• **INSTRUCTIONS FOR THE TASK**
Retype every entry below without altering anything.

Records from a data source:
•••••
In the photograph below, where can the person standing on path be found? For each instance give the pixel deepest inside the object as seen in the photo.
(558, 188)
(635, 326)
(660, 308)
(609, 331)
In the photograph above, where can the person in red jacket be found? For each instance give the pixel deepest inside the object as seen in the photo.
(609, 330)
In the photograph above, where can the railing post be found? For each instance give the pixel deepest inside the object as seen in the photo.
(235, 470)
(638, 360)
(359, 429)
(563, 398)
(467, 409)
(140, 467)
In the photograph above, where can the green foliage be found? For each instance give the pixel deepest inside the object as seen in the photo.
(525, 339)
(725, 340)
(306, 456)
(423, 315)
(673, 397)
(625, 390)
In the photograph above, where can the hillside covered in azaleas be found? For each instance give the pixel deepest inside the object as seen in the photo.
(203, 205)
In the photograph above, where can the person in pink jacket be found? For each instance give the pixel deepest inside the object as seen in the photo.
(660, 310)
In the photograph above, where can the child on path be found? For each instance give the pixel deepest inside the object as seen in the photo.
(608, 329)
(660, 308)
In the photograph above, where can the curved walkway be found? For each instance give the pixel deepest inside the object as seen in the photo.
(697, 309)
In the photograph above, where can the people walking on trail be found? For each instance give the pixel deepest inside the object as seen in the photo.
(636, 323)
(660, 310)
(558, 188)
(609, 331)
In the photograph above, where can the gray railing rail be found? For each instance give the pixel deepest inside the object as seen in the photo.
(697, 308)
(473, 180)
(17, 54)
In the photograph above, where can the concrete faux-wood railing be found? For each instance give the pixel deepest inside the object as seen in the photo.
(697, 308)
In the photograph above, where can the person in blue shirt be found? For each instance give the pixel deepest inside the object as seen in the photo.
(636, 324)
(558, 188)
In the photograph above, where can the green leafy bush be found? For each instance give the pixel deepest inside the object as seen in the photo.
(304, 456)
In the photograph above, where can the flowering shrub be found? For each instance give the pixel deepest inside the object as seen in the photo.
•••••
• **SOLUTION**
In the photograph below, where can the person standing on path be found? For each instance give the pixel deepest inside the object as seen in the photo.
(558, 188)
(635, 326)
(660, 308)
(609, 331)
In the photograph above, where can the person in red jacket be found? For each instance give the pixel deepest inside the object as seen in the photo.
(609, 330)
In the photograph above, where can the railing post be found? For each instance give the pixel deepest inside the object as seen in the photo.
(235, 470)
(638, 360)
(359, 429)
(563, 398)
(467, 409)
(140, 467)
In the photograph above, where can the green foliage be found? For each instance give the pixel deepest inside the object as seen in the photo.
(525, 339)
(725, 340)
(306, 456)
(423, 315)
(673, 397)
(625, 390)
In the photograph above, where can the hillside covered in azaleas be found? For each instance give the pixel deepest inside the object as seen in the photo.
(203, 205)
In the photograph above, where can the person in pink jacket be found? For each instance give the pixel deepest inside the object as seen in the photo.
(660, 310)
In the photograph above, where can the child on path be found? For each instance give the pixel deepest inside the object as seen in the photo.
(608, 329)
(660, 308)
In the photograph above, where can the curved walkway be found? For each instance give the pixel deepest inside the object as seen in the photo.
(697, 309)
In the photograph above, where can the people walking on trail be found? For each instance give the pixel deepest inside the object as seen in the photo.
(636, 323)
(660, 310)
(558, 188)
(609, 331)
In the photograph above, where can the gray railing rail be found? For each instance give the pixel deepest inside the object as seen in the photo.
(697, 308)
(473, 180)
(17, 54)
In the photograph above, where can the concrete faux-wood railing be found? For each instance give the pixel deepest inside the object as seen in the photo.
(697, 308)
In the photograph above, where can the person in blue shirt be found? For each instance give the pixel deepest inside the object as seen in the photo.
(636, 324)
(558, 188)
In the photograph above, where can the green leafy bush be found? For each instance give the pixel deepest inside the object as seen in the photo.
(304, 456)
In the photograph above, where can the flowering shrub be found? For each instance give the pixel deepest inside the object as seen in the photo.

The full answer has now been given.